With reference to FIG. 9, process 900 is shown for projecting fronthaul capacity breaches, in accordance with various embodiments. Process 900 can run in TR-1 module 704 of FIG. 7. The output 894 from the RAN-1 module may be taken as an input to process 900. Process 800 may include querying the physical DU throughput forecast (Block 902). The throughput forecast may be represented in Gbps or other data transfer measurements. The throughput forecast may be enriched with OSS KPIs (Block 904). In an example cloud-based data and telephone network 100 running on AWS, Amazon's Redshift data tools may be used for KPI enrichment.

In various embodiments, process 900 may check whether the cell site is lit or dark (Block 906). In determining whether the cell site is lit or dark, sites may be polled, network data may be queried, or other data sources may be used. In an example using databases that contain site configuration information such as, for example, tools available under the tradenames BLUE PLANET or NX1. Information contained in the databases may include, for example, whether a site is lit or dark. Lit and dark are architectures of cell site deployment. In a lit site, the DU is located at the site location. In a dark site, the DU is located at a centralized data center, which can allow a DU to be shared between multiple cell sites. Building a lit or dark site can depend on availability of a fiber connection between the site and data center. If a suitable connection is available, a dark site may be constructed. If not available then the DU may be located onsite due to latency considerations.

++++++

Set of tasks:
A – Answer these from the fronthaul capacity excerpt:
(i) In which module can process 900 run?
(ii) In a dark site, where is the DU located?
(iii) What does building a lit or dark site depend on?
B – Write a continuation of the fronthaul capacity excerpt, beginning after its last sentence.

++++++

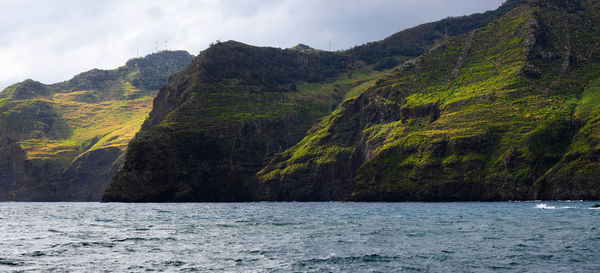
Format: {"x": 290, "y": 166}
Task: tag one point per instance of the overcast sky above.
{"x": 53, "y": 40}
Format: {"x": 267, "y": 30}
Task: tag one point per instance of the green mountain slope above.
{"x": 65, "y": 141}
{"x": 506, "y": 112}
{"x": 221, "y": 120}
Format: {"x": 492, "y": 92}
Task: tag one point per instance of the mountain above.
{"x": 64, "y": 141}
{"x": 220, "y": 121}
{"x": 508, "y": 111}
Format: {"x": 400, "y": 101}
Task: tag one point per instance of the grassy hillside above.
{"x": 494, "y": 114}
{"x": 71, "y": 135}
{"x": 220, "y": 121}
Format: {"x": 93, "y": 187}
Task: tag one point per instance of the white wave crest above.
{"x": 544, "y": 206}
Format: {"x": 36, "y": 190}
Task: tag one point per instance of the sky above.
{"x": 52, "y": 40}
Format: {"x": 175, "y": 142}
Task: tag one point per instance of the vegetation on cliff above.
{"x": 64, "y": 141}
{"x": 505, "y": 112}
{"x": 236, "y": 108}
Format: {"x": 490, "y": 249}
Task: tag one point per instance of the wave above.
{"x": 544, "y": 206}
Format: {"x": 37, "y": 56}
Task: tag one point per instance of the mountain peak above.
{"x": 302, "y": 47}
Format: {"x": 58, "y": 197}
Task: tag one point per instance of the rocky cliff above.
{"x": 236, "y": 108}
{"x": 64, "y": 141}
{"x": 505, "y": 112}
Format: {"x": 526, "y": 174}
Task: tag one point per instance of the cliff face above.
{"x": 505, "y": 112}
{"x": 215, "y": 124}
{"x": 64, "y": 141}
{"x": 224, "y": 129}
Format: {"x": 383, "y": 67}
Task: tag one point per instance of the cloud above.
{"x": 50, "y": 41}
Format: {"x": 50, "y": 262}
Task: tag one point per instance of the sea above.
{"x": 300, "y": 237}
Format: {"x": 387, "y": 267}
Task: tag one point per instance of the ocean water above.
{"x": 300, "y": 237}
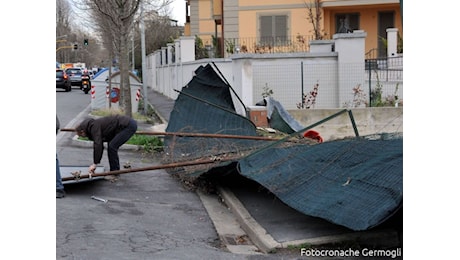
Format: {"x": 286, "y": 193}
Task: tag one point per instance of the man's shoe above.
{"x": 60, "y": 194}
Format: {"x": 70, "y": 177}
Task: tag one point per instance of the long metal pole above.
{"x": 150, "y": 168}
{"x": 144, "y": 85}
{"x": 249, "y": 137}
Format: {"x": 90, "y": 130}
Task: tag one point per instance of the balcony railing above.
{"x": 260, "y": 45}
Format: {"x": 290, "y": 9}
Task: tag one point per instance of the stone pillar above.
{"x": 177, "y": 51}
{"x": 350, "y": 48}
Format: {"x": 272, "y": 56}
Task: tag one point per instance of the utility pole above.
{"x": 144, "y": 85}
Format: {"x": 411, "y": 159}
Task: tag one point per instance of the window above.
{"x": 273, "y": 29}
{"x": 345, "y": 23}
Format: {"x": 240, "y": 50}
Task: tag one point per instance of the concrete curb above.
{"x": 266, "y": 243}
{"x": 256, "y": 232}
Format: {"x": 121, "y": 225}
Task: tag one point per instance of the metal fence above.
{"x": 284, "y": 44}
{"x": 308, "y": 86}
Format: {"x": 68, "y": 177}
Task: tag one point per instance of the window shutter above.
{"x": 280, "y": 26}
{"x": 265, "y": 26}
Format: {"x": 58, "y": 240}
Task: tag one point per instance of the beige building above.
{"x": 261, "y": 26}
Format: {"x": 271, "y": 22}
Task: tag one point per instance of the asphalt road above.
{"x": 149, "y": 215}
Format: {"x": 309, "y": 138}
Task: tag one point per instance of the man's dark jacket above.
{"x": 102, "y": 130}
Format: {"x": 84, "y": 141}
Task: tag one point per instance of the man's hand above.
{"x": 92, "y": 168}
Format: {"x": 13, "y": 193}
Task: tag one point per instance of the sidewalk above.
{"x": 270, "y": 224}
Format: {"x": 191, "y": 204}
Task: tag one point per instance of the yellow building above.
{"x": 261, "y": 26}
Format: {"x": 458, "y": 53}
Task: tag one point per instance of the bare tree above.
{"x": 63, "y": 28}
{"x": 314, "y": 16}
{"x": 115, "y": 21}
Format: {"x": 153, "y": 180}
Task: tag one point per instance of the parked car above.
{"x": 75, "y": 76}
{"x": 63, "y": 80}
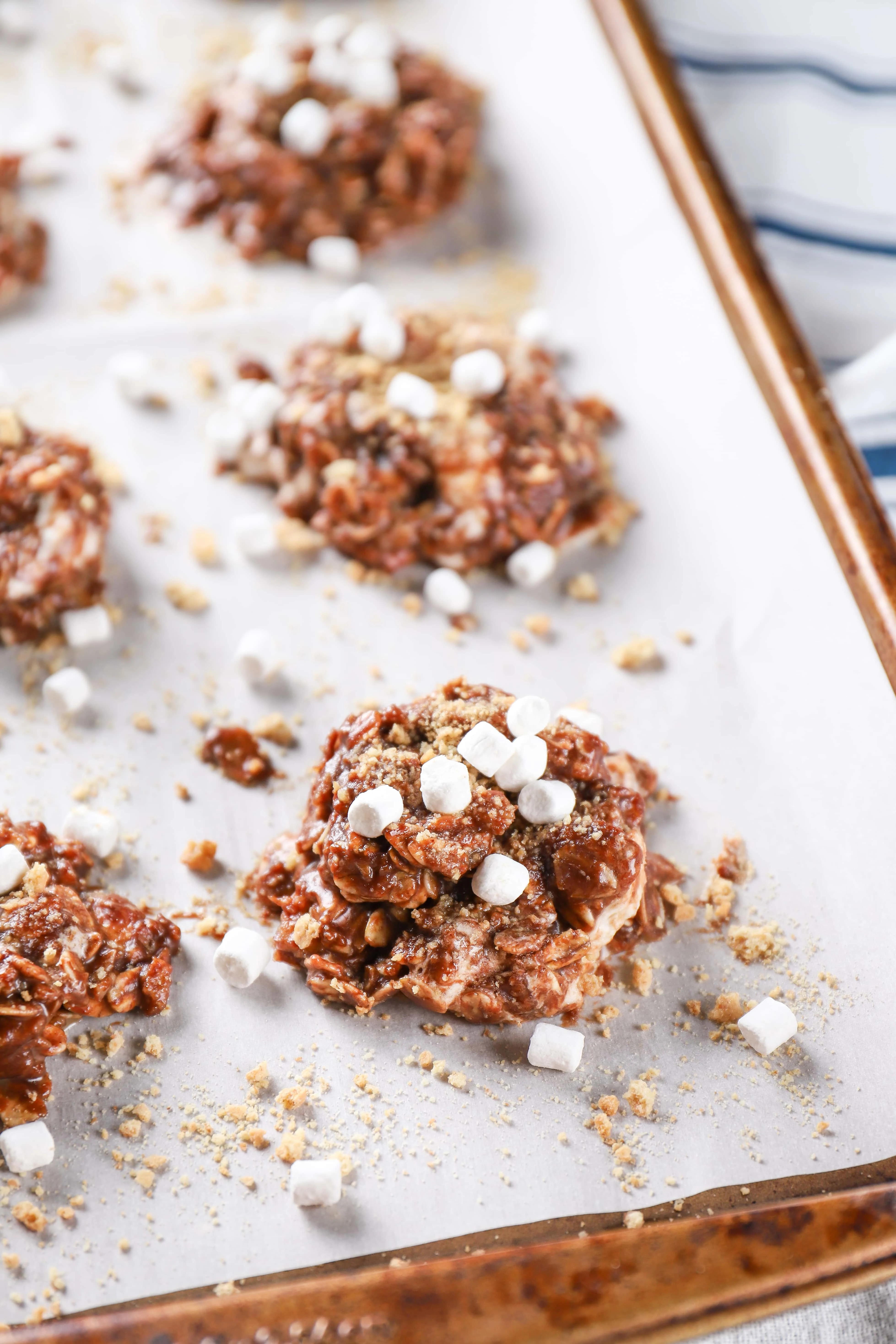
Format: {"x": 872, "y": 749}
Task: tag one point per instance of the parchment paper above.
{"x": 777, "y": 722}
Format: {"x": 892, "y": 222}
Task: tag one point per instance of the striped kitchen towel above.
{"x": 799, "y": 99}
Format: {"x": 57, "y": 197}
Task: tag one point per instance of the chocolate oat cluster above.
{"x": 465, "y": 480}
{"x": 356, "y": 139}
{"x": 23, "y": 241}
{"x": 418, "y": 873}
{"x": 66, "y": 951}
{"x": 54, "y": 518}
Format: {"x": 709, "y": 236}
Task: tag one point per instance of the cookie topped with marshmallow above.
{"x": 469, "y": 850}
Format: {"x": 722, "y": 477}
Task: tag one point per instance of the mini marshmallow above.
{"x": 259, "y": 656}
{"x": 26, "y": 1148}
{"x": 66, "y": 691}
{"x": 256, "y": 535}
{"x": 486, "y": 749}
{"x": 555, "y": 1047}
{"x": 332, "y": 30}
{"x": 371, "y": 41}
{"x": 226, "y": 433}
{"x": 583, "y": 720}
{"x": 331, "y": 324}
{"x": 269, "y": 69}
{"x": 330, "y": 66}
{"x": 131, "y": 372}
{"x": 546, "y": 802}
{"x": 374, "y": 83}
{"x": 499, "y": 881}
{"x": 445, "y": 785}
{"x": 479, "y": 374}
{"x": 383, "y": 337}
{"x": 534, "y": 327}
{"x": 412, "y": 394}
{"x": 374, "y": 811}
{"x": 529, "y": 763}
{"x": 86, "y": 626}
{"x": 315, "y": 1182}
{"x": 97, "y": 831}
{"x": 335, "y": 256}
{"x": 307, "y": 128}
{"x": 766, "y": 1026}
{"x": 257, "y": 401}
{"x": 530, "y": 714}
{"x": 532, "y": 564}
{"x": 448, "y": 592}
{"x": 17, "y": 21}
{"x": 13, "y": 869}
{"x": 241, "y": 958}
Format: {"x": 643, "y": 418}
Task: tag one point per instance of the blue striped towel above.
{"x": 799, "y": 99}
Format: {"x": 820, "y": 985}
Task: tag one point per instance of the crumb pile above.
{"x": 68, "y": 948}
{"x": 23, "y": 241}
{"x": 371, "y": 918}
{"x": 382, "y": 169}
{"x": 463, "y": 488}
{"x": 54, "y": 517}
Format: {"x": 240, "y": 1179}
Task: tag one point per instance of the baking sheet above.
{"x": 777, "y": 722}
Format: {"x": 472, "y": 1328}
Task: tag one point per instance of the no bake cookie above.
{"x": 367, "y": 917}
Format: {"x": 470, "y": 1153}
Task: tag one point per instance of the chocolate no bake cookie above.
{"x": 54, "y": 518}
{"x": 313, "y": 140}
{"x": 66, "y": 951}
{"x": 23, "y": 241}
{"x": 369, "y": 918}
{"x": 468, "y": 484}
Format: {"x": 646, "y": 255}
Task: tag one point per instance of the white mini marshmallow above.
{"x": 371, "y": 41}
{"x": 374, "y": 83}
{"x": 66, "y": 691}
{"x": 332, "y": 30}
{"x": 585, "y": 720}
{"x": 499, "y": 881}
{"x": 259, "y": 401}
{"x": 555, "y": 1047}
{"x": 532, "y": 564}
{"x": 546, "y": 802}
{"x": 119, "y": 65}
{"x": 448, "y": 592}
{"x": 226, "y": 433}
{"x": 331, "y": 324}
{"x": 132, "y": 373}
{"x": 479, "y": 374}
{"x": 307, "y": 128}
{"x": 383, "y": 337}
{"x": 97, "y": 831}
{"x": 534, "y": 327}
{"x": 313, "y": 1182}
{"x": 259, "y": 656}
{"x": 530, "y": 714}
{"x": 241, "y": 958}
{"x": 445, "y": 785}
{"x": 26, "y": 1148}
{"x": 374, "y": 811}
{"x": 13, "y": 869}
{"x": 269, "y": 69}
{"x": 18, "y": 21}
{"x": 768, "y": 1026}
{"x": 86, "y": 626}
{"x": 529, "y": 763}
{"x": 330, "y": 66}
{"x": 361, "y": 302}
{"x": 335, "y": 256}
{"x": 413, "y": 396}
{"x": 256, "y": 535}
{"x": 486, "y": 749}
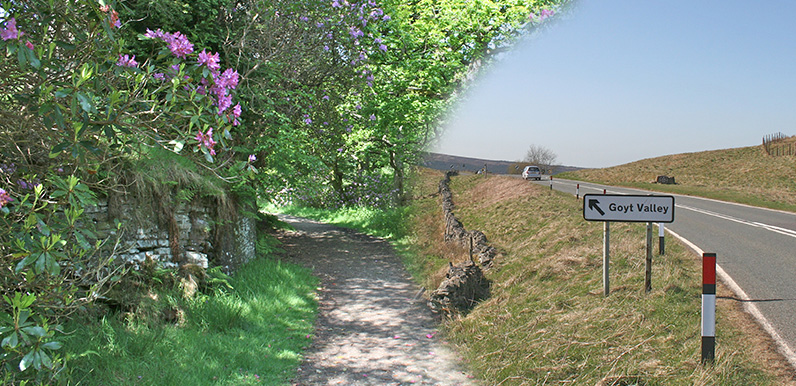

++++++

Answers for this exercise:
A –
(i) TR-1 module 704 of FIG. 7
(ii) At a centralized data center
(iii) The availability of a fiber connection between the site and the data center

B –
In various embodiments and in response to a site being lit (Block 910), process 900 checks whether the physical link at the cell site has bandwidth greater than the maximum DU throughput (Block 912). If not, a fronthaul capacity breach is indicated (Block 914). Fronthaul capacity expansion is identified to meet the increased fronthaul capacity needs (Block 916). If the existing link has greater capacity than the maximum DU throughput, then no breach is indicated (Block 918).

In various embodiments and in response to a cell site being dark (Block 920), process 900 checks whether the fronthaul link bandwidth to the local data center is greater than the maximum DU throughput (Block 922). If the fronthaul link has greater bandwidth than the maximum DU throughput, then fronthaul capacity is sufficient (Block 928). In response to the fronthaul link having less bandwidth than the maximum DU throughput, a fronthaul capacity breach is identified (Block 924). Fronthaul capacity expansion is identified to meet the increased fronthaul capacity needs and cure the breach (Block 926).

In various embodiments, the fronthaul capacity results are used as inputs to the TR-1 module result 930. Output 932 from TR-1 may include the number of new fronthaul links recommended, the number of fronthaul expansion links recommended, the location of new or expansion links, the forecast period in which the expanded capacity will be recommended, or other data relevant to fronthaul capacity expansion.

With reference to FIG. 10, process 1000 is shown for projecting DU capacity breaches, in accordance with various embodiments. Process 1000 can run in RAN-2 module 706 of FIG. 7. The output 894 from the RAN-1 module and output 932 from the TR-1 module may be taken as an input to process 1000. The inputs can be augmented with data enrichment 1002 using NX1 data. In an example using container-based DUs, one Kubernetes cluster ID may be used per site and may be used to retrieve associated data in TKG VMware. Data enrichment 1004 may also be performed using OSS KPIs (e.g., using Redshift tools available on AWS). Data enrichment 1006 may be performed using vendor roadmaps, DU capacity thresholds, or Kubernetes capacity thresholds.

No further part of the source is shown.